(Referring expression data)
• • • • •

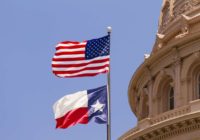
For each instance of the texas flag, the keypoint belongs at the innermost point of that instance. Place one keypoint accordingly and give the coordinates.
(81, 107)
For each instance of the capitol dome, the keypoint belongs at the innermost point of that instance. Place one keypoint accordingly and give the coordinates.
(164, 92)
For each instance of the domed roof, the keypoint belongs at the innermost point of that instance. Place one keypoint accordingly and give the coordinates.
(172, 9)
(174, 15)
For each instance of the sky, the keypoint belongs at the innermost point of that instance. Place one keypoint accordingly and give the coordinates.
(29, 31)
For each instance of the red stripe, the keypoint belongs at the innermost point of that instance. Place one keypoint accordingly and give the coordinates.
(68, 59)
(84, 75)
(73, 117)
(79, 65)
(70, 47)
(76, 71)
(65, 53)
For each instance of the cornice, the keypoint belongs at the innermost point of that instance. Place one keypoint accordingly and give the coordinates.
(169, 128)
(180, 45)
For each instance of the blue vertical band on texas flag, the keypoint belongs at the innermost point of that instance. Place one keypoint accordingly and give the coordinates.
(98, 96)
(82, 107)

• • • • •

The task:
A word-for-word transcription of the entries above, free of images, is what is wanted.

Task output:
For each instance of the texas flag, the keypoint belongs at the innermost point of that instance. Place one keypoint accordingly and give the coordinates.
(81, 107)
For each instance of the capitol dome, the keypoint belongs at the innermost point of that instance. Place one keypoint accordingly and give the coordinates.
(164, 92)
For each instance of the domed roof, the keypoint belongs at the innermost point of that instance. Place one keypoint accordingly and give the coordinates.
(172, 9)
(174, 15)
For each instance of the sky, the keypoint belongs at the innermost point of that instance. Place one keypoint accordingly and give the coordinates.
(29, 31)
For each instance of the red stripe, the keypoint belongs at the innermost point of that instance. Place one keypoint accordingly and give the coordinates.
(68, 59)
(84, 75)
(73, 117)
(79, 65)
(70, 47)
(76, 71)
(65, 53)
For each instance of the cornice, the keypoint belongs at the innermost point of that instance. Place one keypoint accordingly and give the coordinates.
(169, 128)
(180, 45)
For each instance of the blue vertical band on texas flag, the keypoint belongs at the innermost point of that instance. Place one keypoint accordingly and give the coordinates.
(98, 96)
(82, 107)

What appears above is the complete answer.